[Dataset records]
· · · · · · ·

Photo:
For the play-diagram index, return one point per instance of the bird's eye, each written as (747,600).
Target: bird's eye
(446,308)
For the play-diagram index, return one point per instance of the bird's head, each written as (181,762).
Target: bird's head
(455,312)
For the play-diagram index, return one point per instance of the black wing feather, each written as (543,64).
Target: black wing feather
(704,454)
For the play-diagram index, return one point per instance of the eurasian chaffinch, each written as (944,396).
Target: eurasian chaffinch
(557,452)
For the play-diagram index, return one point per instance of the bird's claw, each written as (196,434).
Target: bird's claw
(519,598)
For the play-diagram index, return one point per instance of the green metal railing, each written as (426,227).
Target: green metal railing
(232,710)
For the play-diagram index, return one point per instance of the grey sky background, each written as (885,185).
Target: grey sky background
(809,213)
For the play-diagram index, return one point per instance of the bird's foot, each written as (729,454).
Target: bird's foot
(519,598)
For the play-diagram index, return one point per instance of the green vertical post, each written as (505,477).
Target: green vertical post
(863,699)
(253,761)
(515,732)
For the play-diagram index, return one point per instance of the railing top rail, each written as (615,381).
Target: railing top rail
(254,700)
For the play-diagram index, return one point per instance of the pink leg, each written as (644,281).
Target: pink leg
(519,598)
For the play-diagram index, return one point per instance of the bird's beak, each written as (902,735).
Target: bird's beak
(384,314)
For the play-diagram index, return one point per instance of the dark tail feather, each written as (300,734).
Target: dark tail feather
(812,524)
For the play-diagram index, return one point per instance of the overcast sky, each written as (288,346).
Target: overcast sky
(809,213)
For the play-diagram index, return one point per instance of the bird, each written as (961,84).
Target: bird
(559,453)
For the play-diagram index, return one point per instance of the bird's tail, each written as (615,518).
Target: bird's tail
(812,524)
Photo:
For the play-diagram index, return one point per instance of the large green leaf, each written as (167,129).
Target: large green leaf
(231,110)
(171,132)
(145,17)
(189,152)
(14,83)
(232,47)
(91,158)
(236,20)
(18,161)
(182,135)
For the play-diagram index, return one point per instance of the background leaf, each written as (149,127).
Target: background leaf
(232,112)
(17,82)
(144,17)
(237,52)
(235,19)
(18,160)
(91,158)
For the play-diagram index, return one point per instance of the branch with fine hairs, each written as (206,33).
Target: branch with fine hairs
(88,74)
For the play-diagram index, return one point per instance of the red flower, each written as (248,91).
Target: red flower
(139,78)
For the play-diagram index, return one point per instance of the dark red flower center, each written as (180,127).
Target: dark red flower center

· · · · · · ·

[What the task requires] Reproduce all entries. Keep them exact.

[Task output]
Photo:
For the play-diagram index, return one point per instance of the bird's eye, each written as (747,600).
Target: bird's eye
(446,308)
For the play-diagram index, return one point per instance of the bird's head, each written as (181,762).
Target: bird's head
(455,312)
For the play-diagram index, return one point per instance of the black wing feather, each written as (543,64).
Target: black wing feather
(704,454)
For the play-diagram index, return one point per instance of the eurasian chaffinch, each written as (944,396).
Target: eurasian chaffinch
(557,452)
For the play-diagram index, return one point per instance of the bird's claw, each written as (196,434).
Target: bird's claw
(519,598)
For the play-diagram index, return one point per instance of the green metal railing, each written as (426,227).
Target: green metal railing
(232,710)
For the play-diagram index, return one point per instance of the grey sky background, each written as (885,185).
Target: grey sky background
(809,213)
For the play-diagram index, return one point per instance of the bird's foot, each written as (729,454).
Target: bird's foot
(519,598)
For the play-diagram index, return one point per instance of the green vertical post, each written as (505,477).
Target: green vertical post
(863,699)
(253,761)
(515,732)
For the play-diagram index, return one point per instance of the railing top rail, each written as (615,381).
Target: railing top rail
(254,700)
For the play-diagram index, return one point per instance of the pink leg, each written as (644,281).
Target: pink leg
(519,598)
For the play-diagram index, return one point per instance of the bird's beak, each written as (902,735).
Target: bird's beak
(384,314)
For the play-diagram index, return one point per instance of the dark tail feather, each written as (300,734).
Target: dark tail feather
(812,524)
For the play-diagram index, return one point per instance of the overcast sky, each written as (288,346).
Target: overcast sky
(809,213)
For the play-diagram index, return one point per instance of the bird, each written as (961,84).
Target: bird
(559,453)
For the play-diagram index, return one point per instance of the bird's tail, each written as (615,518).
Target: bird's tail
(812,524)
Photo:
For the play-diagram index, return one point per instance of the large green leaf, each written as (167,129).
Target: large green leaf
(231,110)
(171,132)
(145,17)
(189,152)
(14,83)
(232,47)
(91,158)
(236,20)
(18,161)
(182,135)
For the play-diagram index, return one point per instance of the background leaf, each written as (149,127).
Target: background leaf
(232,112)
(17,82)
(144,17)
(237,52)
(235,19)
(18,160)
(91,158)
For the play-diagram index, return one point per instance of the branch with fine hairs, each written as (206,33).
Target: branch with fine hairs
(88,74)
For the play-diagram index, return one point per instance of the red flower, each written as (248,91).
Target: red flower
(139,78)
For the play-diagram index, return one point per instance of the dark red flower center, each written as (180,127).
Target: dark red flower center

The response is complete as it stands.